Records of labeled boxes

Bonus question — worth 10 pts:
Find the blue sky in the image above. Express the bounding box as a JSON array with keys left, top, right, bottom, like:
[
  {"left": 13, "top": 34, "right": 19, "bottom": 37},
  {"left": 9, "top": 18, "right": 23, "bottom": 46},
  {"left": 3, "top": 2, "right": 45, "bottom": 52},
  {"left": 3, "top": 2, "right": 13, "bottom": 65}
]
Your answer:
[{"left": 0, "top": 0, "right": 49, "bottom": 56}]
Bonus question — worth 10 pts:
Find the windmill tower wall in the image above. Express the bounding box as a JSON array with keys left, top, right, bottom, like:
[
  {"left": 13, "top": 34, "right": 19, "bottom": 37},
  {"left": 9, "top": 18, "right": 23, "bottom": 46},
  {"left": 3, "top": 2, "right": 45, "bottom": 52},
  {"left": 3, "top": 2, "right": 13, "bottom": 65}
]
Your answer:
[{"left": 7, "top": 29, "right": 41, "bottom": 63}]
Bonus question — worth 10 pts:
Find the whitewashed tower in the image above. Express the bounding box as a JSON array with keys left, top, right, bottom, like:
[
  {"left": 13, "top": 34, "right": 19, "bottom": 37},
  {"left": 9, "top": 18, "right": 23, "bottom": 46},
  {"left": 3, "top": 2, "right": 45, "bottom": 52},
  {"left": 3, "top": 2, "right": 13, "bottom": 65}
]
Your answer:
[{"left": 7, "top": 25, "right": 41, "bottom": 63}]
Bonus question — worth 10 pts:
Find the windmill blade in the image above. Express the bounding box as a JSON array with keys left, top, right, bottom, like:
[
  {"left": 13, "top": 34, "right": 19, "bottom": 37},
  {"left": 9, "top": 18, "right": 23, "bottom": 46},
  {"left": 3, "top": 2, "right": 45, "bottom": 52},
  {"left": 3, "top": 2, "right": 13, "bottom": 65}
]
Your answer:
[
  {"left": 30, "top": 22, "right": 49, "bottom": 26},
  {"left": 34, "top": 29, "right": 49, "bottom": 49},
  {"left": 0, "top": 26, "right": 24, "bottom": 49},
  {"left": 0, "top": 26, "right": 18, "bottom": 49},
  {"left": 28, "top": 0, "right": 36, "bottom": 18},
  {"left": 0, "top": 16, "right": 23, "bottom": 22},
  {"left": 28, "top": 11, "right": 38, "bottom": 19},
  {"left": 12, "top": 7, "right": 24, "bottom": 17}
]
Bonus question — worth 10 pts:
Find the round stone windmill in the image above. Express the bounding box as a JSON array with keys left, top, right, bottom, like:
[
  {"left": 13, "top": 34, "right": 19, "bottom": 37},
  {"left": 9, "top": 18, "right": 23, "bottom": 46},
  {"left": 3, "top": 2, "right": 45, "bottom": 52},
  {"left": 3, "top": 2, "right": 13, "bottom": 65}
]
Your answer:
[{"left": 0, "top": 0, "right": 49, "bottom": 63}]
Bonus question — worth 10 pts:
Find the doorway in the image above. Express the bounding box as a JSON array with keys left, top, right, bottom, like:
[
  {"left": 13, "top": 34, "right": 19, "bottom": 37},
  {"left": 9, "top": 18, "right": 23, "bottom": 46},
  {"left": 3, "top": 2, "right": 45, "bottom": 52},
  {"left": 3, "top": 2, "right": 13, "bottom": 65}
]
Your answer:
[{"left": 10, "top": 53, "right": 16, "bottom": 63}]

_WHAT YOU SHOULD DO_
Reproduce the entries above in full, verbatim.

_RESULT BELOW_
Bonus question — worth 10 pts:
Find the blue sky in the image above. Express the bounding box as a JSON array with keys left, top, right, bottom, like:
[
  {"left": 13, "top": 34, "right": 19, "bottom": 37},
  {"left": 9, "top": 18, "right": 23, "bottom": 46},
  {"left": 3, "top": 2, "right": 45, "bottom": 52},
  {"left": 3, "top": 2, "right": 13, "bottom": 65}
]
Your answer:
[{"left": 0, "top": 0, "right": 49, "bottom": 56}]
Bonus question — worth 10 pts:
Find the windmill tower wall in the image above. Express the bounding box as a JSON array with keys left, top, right, bottom, like:
[
  {"left": 13, "top": 34, "right": 19, "bottom": 37},
  {"left": 9, "top": 18, "right": 23, "bottom": 46},
  {"left": 3, "top": 2, "right": 45, "bottom": 52},
  {"left": 3, "top": 2, "right": 13, "bottom": 65}
]
Your answer:
[{"left": 7, "top": 29, "right": 41, "bottom": 63}]
Bonus question — worth 10 pts:
Find the whitewashed tower in the image above. Express the bounding box as a JSON array with keys left, top, right, bottom, like:
[
  {"left": 13, "top": 34, "right": 19, "bottom": 37},
  {"left": 9, "top": 18, "right": 23, "bottom": 46},
  {"left": 3, "top": 2, "right": 45, "bottom": 52},
  {"left": 3, "top": 2, "right": 13, "bottom": 65}
]
Your answer:
[{"left": 7, "top": 25, "right": 41, "bottom": 63}]
Bonus question — worth 10 pts:
Find the windmill blade in the image above. Express the bounding box as a JSON array with keys left, top, right, bottom, like:
[
  {"left": 13, "top": 34, "right": 19, "bottom": 37},
  {"left": 9, "top": 18, "right": 23, "bottom": 46},
  {"left": 3, "top": 2, "right": 45, "bottom": 52},
  {"left": 3, "top": 2, "right": 13, "bottom": 65}
]
Your answer:
[
  {"left": 30, "top": 22, "right": 49, "bottom": 26},
  {"left": 34, "top": 29, "right": 49, "bottom": 49},
  {"left": 0, "top": 26, "right": 24, "bottom": 49},
  {"left": 0, "top": 26, "right": 18, "bottom": 49},
  {"left": 28, "top": 0, "right": 36, "bottom": 18},
  {"left": 0, "top": 16, "right": 23, "bottom": 22},
  {"left": 28, "top": 11, "right": 38, "bottom": 19},
  {"left": 12, "top": 7, "right": 24, "bottom": 17}
]
Bonus question — worth 10 pts:
Find the round stone windmill in the image above. Express the bounding box as a JSON array with keys left, top, right, bottom, like:
[
  {"left": 13, "top": 34, "right": 19, "bottom": 37},
  {"left": 9, "top": 18, "right": 23, "bottom": 46},
  {"left": 3, "top": 2, "right": 45, "bottom": 52},
  {"left": 3, "top": 2, "right": 13, "bottom": 65}
]
Your answer:
[{"left": 0, "top": 0, "right": 49, "bottom": 63}]
Bonus question — worth 10 pts:
Find the doorway in the image above. Express the bounding box as a JSON array with keys left, top, right, bottom, like:
[
  {"left": 13, "top": 34, "right": 19, "bottom": 37},
  {"left": 9, "top": 18, "right": 23, "bottom": 46},
  {"left": 3, "top": 2, "right": 45, "bottom": 52},
  {"left": 3, "top": 2, "right": 13, "bottom": 65}
]
Your answer:
[{"left": 10, "top": 53, "right": 16, "bottom": 63}]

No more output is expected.